» OPDRACHT 1: Vervang in alle records hieronder "biggest circle" door "largest circle" en schrijf de regels verder ongewijzigd over.

Wethouder Van Gijssel (CDA): “Schokkend hoe doof Den Haag is voor ons lokale en regionale geluid”


BERKELLAND – Wethouder Arjen van Gijssel zit nog maar een paar weken op zijn post of hij laat al flink van zich horen. De CDA-wethouder uit Ruurlo is strijdbaar, zo laat hij weten in een openbrief. “We hebben onze Achterhoekse manier van samenleven te verdedigen”. Zo staat in de eerste alinea van de brief die Van Gijssel gisteren stuurde aan onze redactie. “Het is schokkend hoe doof Den Haag is voor ons lokale en regionale geluid en hoe blind men is voor de consequenties van het beleid dat op de ministeries vanaf de tekentafel is gemaakt. Kaalslag op het platteland, boeren voor de zoveelste keer uitkleden, bedrijfsbeslissingen die opnieuw met enorme onzekerheden zijn gevoed”. Vervolgt hij.

» GEGEVENS BIJ OPDRACHT:
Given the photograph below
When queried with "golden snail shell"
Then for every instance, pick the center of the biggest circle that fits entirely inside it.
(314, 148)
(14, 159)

» OPDRACHT 2: Welke gevolgen van het beleid van de ministeries somt Van Gijssel op in de tekst over de wethouder? Noem ze allemaal.

» UITWERKING 1:
Given the photograph below
When queried with "golden snail shell"
Then for every instance, pick the center of the largest circle that fits entirely inside it.
(314, 148)
(14, 159)

» UITWERKING 2:
- Kaalslag op het platteland
- Boeren voor de zoveelste keer uitkleden
- Bedrijfsbeslissingen die opnieuw met enorme onzekerheden zijn gevoed